### [The problem]
Reproduce the lines below from the one that contains "# target: bare branch" through the end, inclusive, and add nothing.
╔══
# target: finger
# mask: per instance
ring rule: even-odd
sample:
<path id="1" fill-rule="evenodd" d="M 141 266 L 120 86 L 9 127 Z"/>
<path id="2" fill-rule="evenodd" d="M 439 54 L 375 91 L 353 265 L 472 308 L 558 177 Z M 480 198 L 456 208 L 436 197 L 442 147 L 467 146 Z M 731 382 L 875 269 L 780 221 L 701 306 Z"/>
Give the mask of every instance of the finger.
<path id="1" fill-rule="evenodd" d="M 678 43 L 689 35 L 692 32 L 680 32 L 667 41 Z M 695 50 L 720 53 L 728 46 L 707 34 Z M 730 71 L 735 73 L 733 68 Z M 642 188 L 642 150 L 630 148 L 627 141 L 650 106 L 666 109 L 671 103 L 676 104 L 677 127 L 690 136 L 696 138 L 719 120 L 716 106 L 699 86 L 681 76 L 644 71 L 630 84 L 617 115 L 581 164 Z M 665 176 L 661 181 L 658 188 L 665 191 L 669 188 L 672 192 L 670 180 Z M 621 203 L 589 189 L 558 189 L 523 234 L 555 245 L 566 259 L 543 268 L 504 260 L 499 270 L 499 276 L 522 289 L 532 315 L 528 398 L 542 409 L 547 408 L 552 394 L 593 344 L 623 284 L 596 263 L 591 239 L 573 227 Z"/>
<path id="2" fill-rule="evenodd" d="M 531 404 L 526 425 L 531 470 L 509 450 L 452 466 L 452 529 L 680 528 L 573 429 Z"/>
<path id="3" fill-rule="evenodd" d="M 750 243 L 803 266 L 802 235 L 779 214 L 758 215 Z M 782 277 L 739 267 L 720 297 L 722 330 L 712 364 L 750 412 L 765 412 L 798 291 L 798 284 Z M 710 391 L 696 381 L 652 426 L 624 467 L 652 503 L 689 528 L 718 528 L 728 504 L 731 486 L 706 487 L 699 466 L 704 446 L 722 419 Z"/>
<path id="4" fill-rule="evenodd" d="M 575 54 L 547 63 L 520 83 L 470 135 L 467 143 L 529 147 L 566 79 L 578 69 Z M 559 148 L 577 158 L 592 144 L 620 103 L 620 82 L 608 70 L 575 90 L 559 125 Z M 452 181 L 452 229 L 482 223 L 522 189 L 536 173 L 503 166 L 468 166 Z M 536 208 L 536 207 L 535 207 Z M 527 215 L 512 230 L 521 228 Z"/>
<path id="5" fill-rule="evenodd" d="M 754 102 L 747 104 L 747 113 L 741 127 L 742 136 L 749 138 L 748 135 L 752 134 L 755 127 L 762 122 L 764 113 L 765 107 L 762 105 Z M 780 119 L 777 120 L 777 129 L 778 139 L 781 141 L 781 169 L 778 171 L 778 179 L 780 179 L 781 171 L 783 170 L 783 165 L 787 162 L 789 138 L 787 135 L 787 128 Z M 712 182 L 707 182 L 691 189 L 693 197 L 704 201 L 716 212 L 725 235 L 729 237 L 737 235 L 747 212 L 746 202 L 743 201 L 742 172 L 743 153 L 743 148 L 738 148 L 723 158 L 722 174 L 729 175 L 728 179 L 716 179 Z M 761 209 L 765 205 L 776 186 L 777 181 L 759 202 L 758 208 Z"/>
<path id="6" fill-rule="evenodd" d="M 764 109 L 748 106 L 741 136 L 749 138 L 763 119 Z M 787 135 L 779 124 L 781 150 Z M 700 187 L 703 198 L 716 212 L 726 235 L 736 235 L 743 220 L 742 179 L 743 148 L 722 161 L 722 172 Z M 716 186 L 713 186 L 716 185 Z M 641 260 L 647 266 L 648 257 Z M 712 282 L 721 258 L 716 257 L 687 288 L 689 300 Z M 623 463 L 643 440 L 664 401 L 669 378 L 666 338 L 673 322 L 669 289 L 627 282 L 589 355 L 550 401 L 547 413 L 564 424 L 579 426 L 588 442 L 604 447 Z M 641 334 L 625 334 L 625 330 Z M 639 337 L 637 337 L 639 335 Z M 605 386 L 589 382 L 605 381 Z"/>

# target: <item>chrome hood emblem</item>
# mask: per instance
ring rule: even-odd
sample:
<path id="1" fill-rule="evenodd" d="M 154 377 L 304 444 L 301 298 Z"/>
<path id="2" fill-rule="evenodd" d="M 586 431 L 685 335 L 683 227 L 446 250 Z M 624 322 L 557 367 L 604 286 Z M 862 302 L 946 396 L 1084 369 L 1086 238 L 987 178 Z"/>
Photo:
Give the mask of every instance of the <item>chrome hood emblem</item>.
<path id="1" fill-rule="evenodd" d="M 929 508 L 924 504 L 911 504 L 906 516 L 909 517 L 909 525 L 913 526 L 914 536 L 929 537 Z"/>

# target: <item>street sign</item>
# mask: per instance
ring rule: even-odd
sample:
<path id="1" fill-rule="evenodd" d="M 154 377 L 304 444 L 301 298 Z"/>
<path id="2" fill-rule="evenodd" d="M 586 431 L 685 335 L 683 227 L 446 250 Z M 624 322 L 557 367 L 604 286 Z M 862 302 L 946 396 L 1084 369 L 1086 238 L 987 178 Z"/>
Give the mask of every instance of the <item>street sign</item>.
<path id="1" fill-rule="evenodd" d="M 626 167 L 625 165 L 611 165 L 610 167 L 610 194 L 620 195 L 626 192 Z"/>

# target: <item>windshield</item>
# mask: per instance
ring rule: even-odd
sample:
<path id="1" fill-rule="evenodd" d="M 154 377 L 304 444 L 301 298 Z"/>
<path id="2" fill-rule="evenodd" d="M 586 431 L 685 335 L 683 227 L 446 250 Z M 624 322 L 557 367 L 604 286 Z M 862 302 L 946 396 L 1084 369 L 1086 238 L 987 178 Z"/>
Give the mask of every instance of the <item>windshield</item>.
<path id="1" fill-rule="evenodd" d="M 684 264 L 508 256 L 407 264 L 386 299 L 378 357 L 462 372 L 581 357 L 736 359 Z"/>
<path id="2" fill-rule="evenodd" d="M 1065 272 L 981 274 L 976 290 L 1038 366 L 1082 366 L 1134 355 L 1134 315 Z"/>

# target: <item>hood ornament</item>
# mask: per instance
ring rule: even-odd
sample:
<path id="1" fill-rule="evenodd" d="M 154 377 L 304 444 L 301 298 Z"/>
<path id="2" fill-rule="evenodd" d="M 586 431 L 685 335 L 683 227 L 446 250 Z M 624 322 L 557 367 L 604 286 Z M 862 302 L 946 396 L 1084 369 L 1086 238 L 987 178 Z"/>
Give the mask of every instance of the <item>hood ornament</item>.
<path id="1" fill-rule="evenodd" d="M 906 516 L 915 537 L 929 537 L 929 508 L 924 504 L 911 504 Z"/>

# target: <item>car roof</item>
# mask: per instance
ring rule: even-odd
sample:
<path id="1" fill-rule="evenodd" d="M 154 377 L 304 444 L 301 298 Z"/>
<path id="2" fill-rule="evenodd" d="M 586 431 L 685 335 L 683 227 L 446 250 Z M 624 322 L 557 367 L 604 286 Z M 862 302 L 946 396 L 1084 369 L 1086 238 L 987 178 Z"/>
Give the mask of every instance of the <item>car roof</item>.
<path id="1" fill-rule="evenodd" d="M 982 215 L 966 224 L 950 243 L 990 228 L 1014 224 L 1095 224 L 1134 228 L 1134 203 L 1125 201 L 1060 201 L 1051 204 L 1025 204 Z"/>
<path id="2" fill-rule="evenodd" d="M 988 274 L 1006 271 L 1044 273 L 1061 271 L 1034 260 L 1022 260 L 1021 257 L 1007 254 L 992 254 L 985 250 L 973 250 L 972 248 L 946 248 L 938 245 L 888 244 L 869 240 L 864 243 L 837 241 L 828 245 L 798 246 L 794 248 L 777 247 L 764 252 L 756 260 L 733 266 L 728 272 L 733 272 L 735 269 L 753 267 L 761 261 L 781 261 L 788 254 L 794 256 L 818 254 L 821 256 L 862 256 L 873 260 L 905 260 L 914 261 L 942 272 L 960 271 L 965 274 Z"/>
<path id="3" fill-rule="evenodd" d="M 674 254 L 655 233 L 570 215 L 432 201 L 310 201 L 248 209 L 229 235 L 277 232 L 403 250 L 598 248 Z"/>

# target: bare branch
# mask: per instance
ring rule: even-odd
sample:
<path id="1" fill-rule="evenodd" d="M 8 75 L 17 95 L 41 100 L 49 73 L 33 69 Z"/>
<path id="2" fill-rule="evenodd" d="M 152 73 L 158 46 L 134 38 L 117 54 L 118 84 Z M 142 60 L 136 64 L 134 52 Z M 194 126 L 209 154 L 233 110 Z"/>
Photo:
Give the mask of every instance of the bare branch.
╚══
### [Exercise answer]
# target: bare branch
# mask: per instance
ring rule: even-odd
sample:
<path id="1" fill-rule="evenodd" d="M 8 75 L 17 95 L 41 100 L 49 73 L 33 69 Z"/>
<path id="2" fill-rule="evenodd" d="M 152 73 L 158 46 L 134 38 L 117 54 L 118 84 Z M 142 60 L 136 64 L 134 52 Z M 194 126 L 209 154 L 233 110 Z"/>
Photo:
Give the mask of every instance of the bare branch.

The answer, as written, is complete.